[Data provided]
########################################

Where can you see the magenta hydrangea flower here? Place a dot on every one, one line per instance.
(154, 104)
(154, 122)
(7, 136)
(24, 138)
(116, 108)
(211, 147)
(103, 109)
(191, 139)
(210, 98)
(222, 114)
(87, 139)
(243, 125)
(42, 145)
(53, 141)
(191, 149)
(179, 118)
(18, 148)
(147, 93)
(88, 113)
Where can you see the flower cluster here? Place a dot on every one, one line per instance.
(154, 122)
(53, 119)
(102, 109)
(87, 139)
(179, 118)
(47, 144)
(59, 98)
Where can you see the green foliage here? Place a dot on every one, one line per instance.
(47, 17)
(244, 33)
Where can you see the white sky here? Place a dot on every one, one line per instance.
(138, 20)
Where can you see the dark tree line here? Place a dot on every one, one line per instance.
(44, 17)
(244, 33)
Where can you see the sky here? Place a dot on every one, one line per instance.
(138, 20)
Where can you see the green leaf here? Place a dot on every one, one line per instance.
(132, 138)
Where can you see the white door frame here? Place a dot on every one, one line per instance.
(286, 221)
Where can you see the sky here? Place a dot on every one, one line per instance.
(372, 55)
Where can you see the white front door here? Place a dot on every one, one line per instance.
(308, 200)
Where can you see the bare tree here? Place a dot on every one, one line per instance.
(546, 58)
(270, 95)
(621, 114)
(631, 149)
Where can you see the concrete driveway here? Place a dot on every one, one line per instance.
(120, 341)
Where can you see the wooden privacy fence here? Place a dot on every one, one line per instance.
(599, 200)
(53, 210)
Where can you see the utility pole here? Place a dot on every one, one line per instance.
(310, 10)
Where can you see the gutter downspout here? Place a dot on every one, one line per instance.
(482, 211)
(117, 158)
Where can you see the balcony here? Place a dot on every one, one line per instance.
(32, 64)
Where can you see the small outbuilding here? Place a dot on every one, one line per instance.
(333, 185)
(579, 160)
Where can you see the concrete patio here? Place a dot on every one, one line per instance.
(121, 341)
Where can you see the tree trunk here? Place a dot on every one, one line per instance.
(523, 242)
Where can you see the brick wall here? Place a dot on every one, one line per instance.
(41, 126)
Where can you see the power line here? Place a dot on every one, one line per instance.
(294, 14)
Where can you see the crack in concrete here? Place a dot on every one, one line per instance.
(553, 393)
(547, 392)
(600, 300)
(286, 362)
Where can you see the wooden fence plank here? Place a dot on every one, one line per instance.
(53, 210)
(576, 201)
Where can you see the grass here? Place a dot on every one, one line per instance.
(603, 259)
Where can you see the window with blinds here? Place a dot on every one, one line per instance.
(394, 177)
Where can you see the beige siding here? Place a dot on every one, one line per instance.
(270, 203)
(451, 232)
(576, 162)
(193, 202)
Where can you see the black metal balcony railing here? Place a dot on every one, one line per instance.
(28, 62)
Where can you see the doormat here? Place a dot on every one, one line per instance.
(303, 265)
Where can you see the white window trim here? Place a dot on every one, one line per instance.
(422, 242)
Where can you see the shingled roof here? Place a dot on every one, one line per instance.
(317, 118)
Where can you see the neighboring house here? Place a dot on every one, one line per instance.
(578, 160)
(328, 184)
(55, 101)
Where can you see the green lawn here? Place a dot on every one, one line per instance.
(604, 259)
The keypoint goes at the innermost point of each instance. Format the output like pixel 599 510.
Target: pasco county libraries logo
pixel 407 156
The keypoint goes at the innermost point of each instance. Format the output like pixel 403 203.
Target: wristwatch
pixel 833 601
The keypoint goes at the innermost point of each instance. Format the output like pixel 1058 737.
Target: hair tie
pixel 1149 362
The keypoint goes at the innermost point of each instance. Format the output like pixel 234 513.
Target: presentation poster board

########################################

[What is needed] Reproduce all of the records above verbatim, line for line, with nothing added or left out.

[The output]
Where can you see the magenta hydrangea flower here? Place a dot on every one, one line per instance.
(154, 104)
(154, 122)
(7, 136)
(24, 138)
(116, 108)
(211, 147)
(103, 109)
(191, 139)
(210, 98)
(222, 114)
(87, 139)
(243, 125)
(42, 145)
(53, 141)
(191, 149)
(179, 118)
(18, 148)
(147, 93)
(88, 113)
Where can you see the flower cluster here? Place a dot on every one, one line per instance.
(154, 122)
(53, 119)
(102, 109)
(87, 139)
(179, 118)
(47, 144)
(59, 98)
Where can you see the green foliage here? Place a dot on every one, one line per instance.
(47, 17)
(244, 33)
Where can you see the white sky here? Place a dot on every one, one line per instance.
(138, 20)
Where can you see the dark tree line here? Place a dot on every one, one line per instance.
(44, 17)
(244, 33)
Where can you see the sky here? Place a dot on every one, one line per instance.
(138, 20)
Where can you see the green leaf here? Place a dot on every one, one line per instance.
(132, 138)
Where can you see the white door frame here? Place a dot on every one, one line per instance.
(286, 221)
Where can you see the sky here? Place a dot on every one, one line per instance.
(372, 55)
Where can you see the white front door here? Place a dot on every one, one line per instance.
(308, 200)
Where can you see the bare tree here? Place a dot on every one, one line per instance.
(546, 58)
(270, 95)
(621, 114)
(631, 149)
Where can you see the concrete driveway here? Place a dot on every one, one line per instance.
(120, 341)
Where can you see the wooden privacy fence here? Place a dot on every one, one line per instance.
(599, 200)
(53, 210)
Where can you see the utility pole here? Place a dot on every one, one line per instance.
(310, 10)
Where can you see the gutter downspout here? Place a dot on every one, one line per instance.
(482, 211)
(117, 158)
Where can you see the balcony here? Place a dot on every one, one line per instance.
(32, 64)
Where can you see the small outbuilding here? Place a dot on every one, one line per instance.
(333, 185)
(579, 160)
Where can you see the concrete patio here? Place a dot on every one, one line per instance.
(121, 341)
Where can you see the tree trunk here? Place a dot on every one, one line per instance.
(523, 242)
Where can you see the brick wall here? Place a dot on every one, one line per instance.
(41, 126)
Where can you see the power line here? Place a dot on every one, one line per instance.
(294, 14)
Where can you see the crack in concrete here? Place a dot on every one, one line per instance.
(553, 393)
(547, 392)
(600, 300)
(286, 362)
Where can you see the wooden fence plank here? Place a dot on every one, one line per instance.
(53, 210)
(576, 201)
Where can you see the grass here? Place a dot on every one, one line per instance.
(603, 259)
Where can you see the window with blinds here? Place a dot on every one, one line per instance.
(394, 177)
Where can you see the beige siding here? Place a dot on every one, one line per instance.
(270, 203)
(451, 232)
(576, 162)
(193, 202)
Where can you see the black metal balcony railing here? Place a dot on every one, one line per instance.
(28, 62)
Where can you see the doormat here? Place a dot on every one, one line per instance.
(303, 265)
Where can you see the white window trim here? Place a dot on every one, one line per instance.
(422, 242)
Where can you see the shingled roof here? Place a dot on every one, one line per instance.
(317, 118)
Where can you see the neighboring house here? Place a dot on every one, one line per instance.
(578, 160)
(328, 184)
(55, 101)
Where can you see the green lawn here? Place a dot on every one, one line per instance.
(604, 259)
The keypoint goes at the innermost point of each instance. Format the output like pixel 599 510.
Target: pasco county libraries logo
pixel 407 156
The keypoint goes at the innermost point of each instance. Format the output like pixel 403 203.
Target: wristwatch
pixel 833 601
The keypoint goes at the innermost point of each instance. Format the output like pixel 1058 737.
Target: hair tie
pixel 1149 362
The keypoint goes at the innermost point of each instance. Format the output like pixel 234 513.
Target: presentation poster board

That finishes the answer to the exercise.